Parts of the exercise:
**1)** According to the report on the Gorni Lom munitions plant explosion, in which church was the memorial service held on the October 3 day of mourning?
**2)** Write the next part of the report on the Gorni Lom munitions plant explosion, starting after its final sentence.

Document section:
● ● ●

A Bulgarian Orthodox Church memorial service was held on October 4 in the village of Gorni Lom for the 15 dead in the huge explosion at a munitions processing plant three days earlier, while investigation into the causes of the blast were continuing.
A day earlier, the October 3 day of mourning declared by the Bulgarian government, a memorial service was held in Sofia’s Sveta Nedelya church, attended by Patriarch Neofit, President Rossen Plevneliev and caretaker Prime Minister Georgi Bliznashki.
Plevneliev, speaking to reporters afterwards, said that he believed that Bulgaria’s institutions would find the causes of the tragedy and said that at this difficult time, there should not be blame-shifting.
The plant had a poor safety record, had seen serious accidents previously, and a recent inspection found breaches of the law for which the plant’s owner and management had been fined.
The Bulgarian Red Cross said that it would be providing financial aid to the bereaved families.
A five-year-old girl left an orphan by the explosion because both her mother and father were at the Midzhur explosives plant site would receive 5000 leva (about 2500 euro), donated by a Bulgarian Red Cross partner. The BRC said that the sum would be paid out in phases to assist the child’s upbringing.

● ● ●

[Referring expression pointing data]
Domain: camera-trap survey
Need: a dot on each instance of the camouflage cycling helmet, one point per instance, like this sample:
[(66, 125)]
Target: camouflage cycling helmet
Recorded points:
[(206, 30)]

● ● ●

Results of the tasks:
**1)** Sofia's Sveta Nedelya church.

**2)**
Andrei Tsvetanov of the National Investigation Service said that human error was to blame for the tragedy in Gorni Lom, on the part of more than person, but it was still too early to blame specific individuals.
Gorni Lom mayor Iliya Mihailov, whose wife was among those injured in the blast, said that investigations were continuing on October 4. About 20 people were employed in the plant, and at the time of the blast, the rest had been working in the administrative section.
Military equipment was being used to detect traces of explosives and fragments from the blast.
Military personnel had made available an amoured vehicle to assist in ensuring the safety of Interior Ministry specialist teams inspecting the site.